*** Opening Passage for review ***
Baxter: Global player strengthens Austrian operations - future research prospects

Baxter: Gllobal player strengthens Austrian operations - future research prospects

Vienna, 28 April 2008 – “Baxter, the global health care concern, is now reinforcing its presence in Austria by setting up Baxter Innovations GmbH,” says Markus Reinhard, member of Baxter AG’s Management Board, and spokesman for the Company, Vice President for Operations Support and Human Resources at Baxter BioScience Europe and Global Research & Development, and Managing Director of Baxter Innovations GmbH. The global player is explicitly underlining its commitment to Austria and consolidating its position. With its heavy emphasis on research, the Group now employs more than 75 percent of all its BioScience scientists worldwide in the East of Austria. Baxter’s Austrian establishment, with about 3,200 employees, is its largest location outside the United States, and Baxter is one of Austria’s biggest employers.


Hartmut Ehrlich, member of Baxter AG’s Management Board, Vice President, Global Research & Development Baxter BioScience and Managing Director of Baxter Innovations GmbH: “At the start of 2006 there were roughly 600 researchers working in Research and Development for Baxter BioScience worldwide, and by the beginning of 2008 it had risen to more than 900, and around 75% of them are in Austria.”
*** Closing Passage for review ***
*** Opening Data section ***
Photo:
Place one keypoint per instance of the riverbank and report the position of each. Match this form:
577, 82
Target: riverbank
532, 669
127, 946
*** Closing Data section ***
*** Opening Data section ***
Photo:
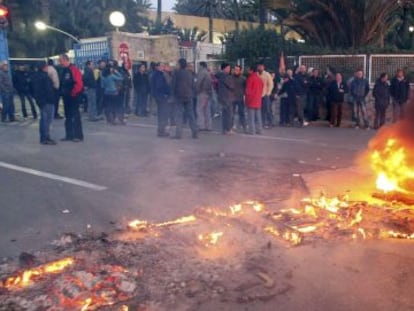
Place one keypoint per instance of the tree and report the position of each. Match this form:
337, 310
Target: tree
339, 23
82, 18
*** Closing Data section ***
# Problems and tasks
1. List every position that the article on Baxter's Austrian operations gives for Markus Reinhard.
2. Extend the article on Baxter's Austrian operations, picking up after its final sentence.

# Responses per task
1.
- Member of Baxter AG's Management Board
- Spokesman for the Company
- Vice President for Operations Support and Human Resources at Baxter BioScience Europe and Global Research & Development
- Managing Director of Baxter Innovations GmbH

2.
New research subsidiary Baxter Innovations GmbH

“Baxter is acknowledging the value of the research done in Austria – and used all round the world – by bringing it together in a single research company,” explains Reinhard. “The new Baxter Innovations GmbH bundles all of Baxter’s research activities in Austria. It currently employs 840 people – including those in research support activities such as drug approval and drug safety.”


Baxter AG Austria is responsible for production, which in some cases is worldwide production, and Baxter Vertriebs GmbH is responsible for marketing Baxter products throughout Austria.


Austrian expertise the deciding factor

“The development of our Vienna research facilities has a considerable history,” Reinhard notes: Baxter bought Austria’s Immuno AG in 1996. In collaboration with Vienna University, Immuno developed the first fibrin sealant for surgical applications and the first vaccine against spring-summer tick-borne encephalitis (FSME). “Baxter recognised the potential and drew the logical consequences,” says Reinhard. “Our reason for choosing Austria was not that we were offered specially favourable tax or other incentives, but because we could find the people with the knowledge and skills that we needed.”